Job 1 →
Output, without any change, the portion of the report on the CBN's oil and gas lending letter that begins at the words "Mrs. Martins said considering" and stops after the words "of these risks.".
Job 2 →
Write the next part of the report on the CBN's oil and gas lending letter, picking up after its final sentence.

Selection →
══════

In a letter to all banks signed by CBN Director, Banking Supervision, Mrs. Tokunbo Martins, the apex bank said the falling oil prices and the potential for a further decline had been a major concern.

Many states have been unable to pay salaries as banks shut the tap amid dwindling and delayed allocations.

Mrs. Martins said considering the quantum of exposure to the oil and gas sector, combined with risk management deficiencies revealed by the recent Risk Based Supervision, there is a need to proactively guard against a crystallization of these risks.

'The CBN therefore considers it essential to ensure that banks have sufficient capital buffers to mitigate these escalating risk taking activities. Where exposure to the oil and gas sector (as defined by the International Standard Industrial Classification of Economic Sectors as issued by the CBN) is in excess of 20 per cent of total credit facilities of a bank, the risk weight of the entire portfolio in the sector will attract weight of 125 per cent for the purpose of capital adequacy computation,' she said in the letter titled: 'Oil and Gas Industry Credit Risk Mitigation'.

Oil prices have declined from $107.89 per barrel in June to $85.06 per barrel in October, and trading at $57.33 per barrel. The possibility of further decline, Mrs. Martins said, should not be underestimated.

The CBN director said that a proposed single-factor sensitivity stress test showed that at $70 per barrel, 25 per cent of oil sector loans would become non-performing while 15 per cent of the loans will be nonperforming in the public sector.

══════

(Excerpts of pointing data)
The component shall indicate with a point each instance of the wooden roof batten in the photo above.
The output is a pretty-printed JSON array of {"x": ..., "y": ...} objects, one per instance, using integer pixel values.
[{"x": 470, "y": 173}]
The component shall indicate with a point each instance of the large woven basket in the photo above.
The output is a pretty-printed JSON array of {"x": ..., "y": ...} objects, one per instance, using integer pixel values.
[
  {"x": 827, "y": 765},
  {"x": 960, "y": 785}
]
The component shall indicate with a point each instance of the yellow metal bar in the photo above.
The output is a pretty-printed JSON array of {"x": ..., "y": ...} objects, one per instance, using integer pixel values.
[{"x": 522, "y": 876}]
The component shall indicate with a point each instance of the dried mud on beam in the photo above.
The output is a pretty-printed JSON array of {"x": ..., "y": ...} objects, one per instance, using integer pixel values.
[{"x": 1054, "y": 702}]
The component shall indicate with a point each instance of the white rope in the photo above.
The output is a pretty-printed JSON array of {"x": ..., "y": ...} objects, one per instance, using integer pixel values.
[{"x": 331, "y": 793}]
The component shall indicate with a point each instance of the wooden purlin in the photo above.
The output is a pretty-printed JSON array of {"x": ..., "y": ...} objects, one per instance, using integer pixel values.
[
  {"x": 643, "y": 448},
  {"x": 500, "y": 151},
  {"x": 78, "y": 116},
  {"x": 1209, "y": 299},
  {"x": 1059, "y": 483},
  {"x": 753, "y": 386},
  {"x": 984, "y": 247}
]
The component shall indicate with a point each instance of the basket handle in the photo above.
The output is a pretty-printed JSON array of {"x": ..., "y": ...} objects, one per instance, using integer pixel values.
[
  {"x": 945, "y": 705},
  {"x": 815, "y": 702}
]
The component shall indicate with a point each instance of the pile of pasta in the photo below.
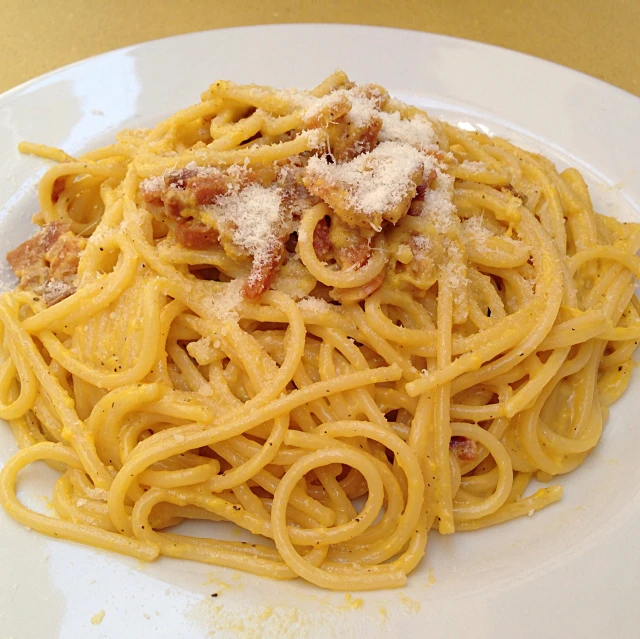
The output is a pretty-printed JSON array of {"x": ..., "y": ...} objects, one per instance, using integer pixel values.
[{"x": 340, "y": 411}]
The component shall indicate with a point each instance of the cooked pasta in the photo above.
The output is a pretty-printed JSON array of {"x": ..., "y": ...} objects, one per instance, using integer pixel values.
[{"x": 320, "y": 315}]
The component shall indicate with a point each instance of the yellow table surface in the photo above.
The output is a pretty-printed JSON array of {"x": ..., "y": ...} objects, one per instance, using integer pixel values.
[{"x": 594, "y": 36}]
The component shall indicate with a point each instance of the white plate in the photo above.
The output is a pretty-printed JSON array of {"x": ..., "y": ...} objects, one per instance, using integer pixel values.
[{"x": 571, "y": 570}]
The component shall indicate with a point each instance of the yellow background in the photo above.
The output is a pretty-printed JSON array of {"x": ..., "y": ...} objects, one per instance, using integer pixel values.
[{"x": 598, "y": 37}]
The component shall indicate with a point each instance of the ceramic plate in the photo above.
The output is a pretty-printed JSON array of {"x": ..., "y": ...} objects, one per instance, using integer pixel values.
[{"x": 572, "y": 570}]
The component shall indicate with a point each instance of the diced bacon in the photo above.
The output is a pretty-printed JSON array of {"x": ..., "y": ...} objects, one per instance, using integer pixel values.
[
  {"x": 321, "y": 244},
  {"x": 262, "y": 274},
  {"x": 207, "y": 188},
  {"x": 48, "y": 262},
  {"x": 195, "y": 235},
  {"x": 415, "y": 209},
  {"x": 186, "y": 189},
  {"x": 351, "y": 295},
  {"x": 509, "y": 188},
  {"x": 64, "y": 256},
  {"x": 353, "y": 139},
  {"x": 57, "y": 188},
  {"x": 31, "y": 253},
  {"x": 352, "y": 248},
  {"x": 373, "y": 92},
  {"x": 465, "y": 449}
]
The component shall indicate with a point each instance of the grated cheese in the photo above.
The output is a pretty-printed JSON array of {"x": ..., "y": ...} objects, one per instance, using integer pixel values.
[
  {"x": 314, "y": 305},
  {"x": 224, "y": 304},
  {"x": 252, "y": 217},
  {"x": 375, "y": 181},
  {"x": 438, "y": 206},
  {"x": 361, "y": 113},
  {"x": 418, "y": 132}
]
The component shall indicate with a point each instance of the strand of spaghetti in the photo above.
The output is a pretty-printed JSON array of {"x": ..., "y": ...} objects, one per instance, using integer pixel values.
[
  {"x": 74, "y": 430},
  {"x": 441, "y": 418},
  {"x": 339, "y": 279},
  {"x": 355, "y": 579},
  {"x": 505, "y": 473},
  {"x": 540, "y": 499},
  {"x": 56, "y": 527},
  {"x": 161, "y": 445},
  {"x": 150, "y": 337},
  {"x": 89, "y": 300},
  {"x": 28, "y": 385}
]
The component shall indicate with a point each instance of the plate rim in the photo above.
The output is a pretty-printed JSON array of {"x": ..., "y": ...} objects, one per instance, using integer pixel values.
[{"x": 27, "y": 84}]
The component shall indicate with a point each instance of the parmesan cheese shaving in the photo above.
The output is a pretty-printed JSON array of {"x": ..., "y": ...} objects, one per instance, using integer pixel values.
[
  {"x": 375, "y": 181},
  {"x": 361, "y": 113},
  {"x": 252, "y": 217},
  {"x": 438, "y": 206},
  {"x": 418, "y": 132},
  {"x": 314, "y": 305}
]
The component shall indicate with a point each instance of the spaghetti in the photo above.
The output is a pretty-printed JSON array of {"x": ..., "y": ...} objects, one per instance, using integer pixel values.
[{"x": 320, "y": 315}]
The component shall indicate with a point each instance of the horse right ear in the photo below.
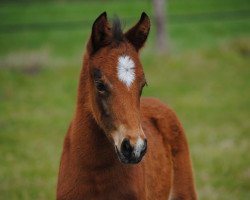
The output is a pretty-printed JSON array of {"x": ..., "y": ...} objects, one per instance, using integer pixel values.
[
  {"x": 138, "y": 34},
  {"x": 101, "y": 33}
]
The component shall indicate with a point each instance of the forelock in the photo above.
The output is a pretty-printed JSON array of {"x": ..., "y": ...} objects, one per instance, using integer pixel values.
[{"x": 117, "y": 34}]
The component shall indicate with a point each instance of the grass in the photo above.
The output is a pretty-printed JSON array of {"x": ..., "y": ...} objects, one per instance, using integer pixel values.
[{"x": 205, "y": 79}]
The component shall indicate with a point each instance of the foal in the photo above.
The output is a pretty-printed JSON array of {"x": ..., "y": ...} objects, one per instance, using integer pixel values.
[{"x": 113, "y": 127}]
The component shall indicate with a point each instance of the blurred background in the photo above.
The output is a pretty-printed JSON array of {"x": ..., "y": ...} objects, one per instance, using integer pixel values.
[{"x": 202, "y": 72}]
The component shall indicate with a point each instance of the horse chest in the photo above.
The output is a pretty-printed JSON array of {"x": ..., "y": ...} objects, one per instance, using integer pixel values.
[{"x": 110, "y": 185}]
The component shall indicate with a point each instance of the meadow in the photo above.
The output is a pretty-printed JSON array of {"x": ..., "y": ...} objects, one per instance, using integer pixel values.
[{"x": 205, "y": 78}]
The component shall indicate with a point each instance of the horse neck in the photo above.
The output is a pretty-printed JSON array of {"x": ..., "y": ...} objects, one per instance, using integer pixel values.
[{"x": 92, "y": 147}]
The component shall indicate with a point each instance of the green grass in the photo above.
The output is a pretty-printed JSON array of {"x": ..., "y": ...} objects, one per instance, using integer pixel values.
[{"x": 205, "y": 78}]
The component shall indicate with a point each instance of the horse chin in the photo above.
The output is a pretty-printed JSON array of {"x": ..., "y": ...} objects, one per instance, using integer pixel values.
[{"x": 124, "y": 160}]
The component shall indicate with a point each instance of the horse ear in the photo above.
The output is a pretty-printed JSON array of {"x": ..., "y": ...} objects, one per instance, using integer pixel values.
[
  {"x": 101, "y": 33},
  {"x": 138, "y": 34}
]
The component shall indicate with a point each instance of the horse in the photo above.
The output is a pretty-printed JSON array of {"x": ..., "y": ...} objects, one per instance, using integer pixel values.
[{"x": 120, "y": 145}]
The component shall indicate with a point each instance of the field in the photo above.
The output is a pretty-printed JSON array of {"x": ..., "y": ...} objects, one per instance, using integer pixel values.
[{"x": 205, "y": 78}]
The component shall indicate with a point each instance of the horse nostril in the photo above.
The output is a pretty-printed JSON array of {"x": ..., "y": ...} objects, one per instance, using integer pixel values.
[{"x": 126, "y": 148}]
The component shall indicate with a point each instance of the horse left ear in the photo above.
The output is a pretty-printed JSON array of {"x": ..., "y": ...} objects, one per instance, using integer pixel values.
[
  {"x": 138, "y": 34},
  {"x": 101, "y": 33}
]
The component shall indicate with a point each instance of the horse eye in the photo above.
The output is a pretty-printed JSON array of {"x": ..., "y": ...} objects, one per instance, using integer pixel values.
[
  {"x": 100, "y": 86},
  {"x": 145, "y": 84}
]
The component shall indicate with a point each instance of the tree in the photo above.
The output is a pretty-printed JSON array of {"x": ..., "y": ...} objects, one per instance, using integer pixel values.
[{"x": 159, "y": 7}]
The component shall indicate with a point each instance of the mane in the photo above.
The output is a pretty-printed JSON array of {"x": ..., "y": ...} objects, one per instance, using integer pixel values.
[{"x": 117, "y": 33}]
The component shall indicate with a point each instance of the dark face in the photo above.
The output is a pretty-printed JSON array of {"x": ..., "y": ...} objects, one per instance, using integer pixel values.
[{"x": 117, "y": 80}]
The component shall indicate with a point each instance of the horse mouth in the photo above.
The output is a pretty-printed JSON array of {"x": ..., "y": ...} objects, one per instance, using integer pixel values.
[{"x": 131, "y": 160}]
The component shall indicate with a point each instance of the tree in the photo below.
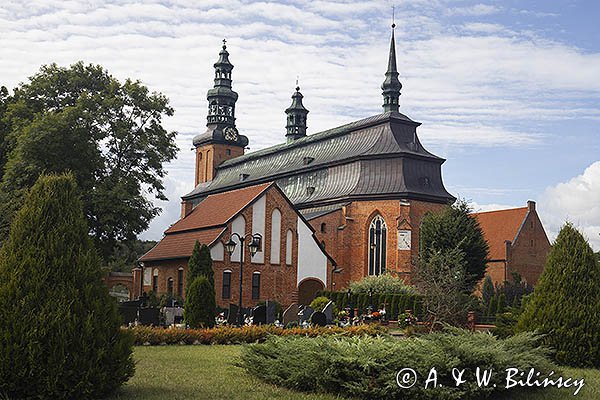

══════

Expected output 1 →
Mrs. Martins said considering the quantum of exposure to the oil and gas sector, combined with risk management deficiencies revealed by the recent Risk Based Supervision, there is a need to proactively guard against a crystallization of these risks.

Expected output 2 →
At $65 per barrel, 40 per cent of oil and gas portfolio becomes non-performing and 30 per cent for public sector loans. Also at $60 per barrel, 55 per cent of oil loans become non-performing while 45 per cent of the loans become non-performing in the public sector.

The test also showed that should oil price fall to $50 per barrel, 65 per cent of the portfolio would become nonperforming in the oil and gas sector, while it is 60 per cent for public sector loans.

The single-factor sensitivity testing, Mrs. Martins said, is a form of stress testing that usually involves incremental change in a risk factor holding other risk factors content. 'Shocks can be assumed to occur instantaneously, and it can be used as a simpler technique for assessing the impact of a change in risks when a quick response is needed. The focus of the sensitivity test is on transmission of crude oil price shock through deteriorating oil and gas, and public sector credit quality, resulting in elevated non-performing loan levels for the aggregate credit portfolio, and a requirement for additional prudential provisioning,' she said. - The Nation.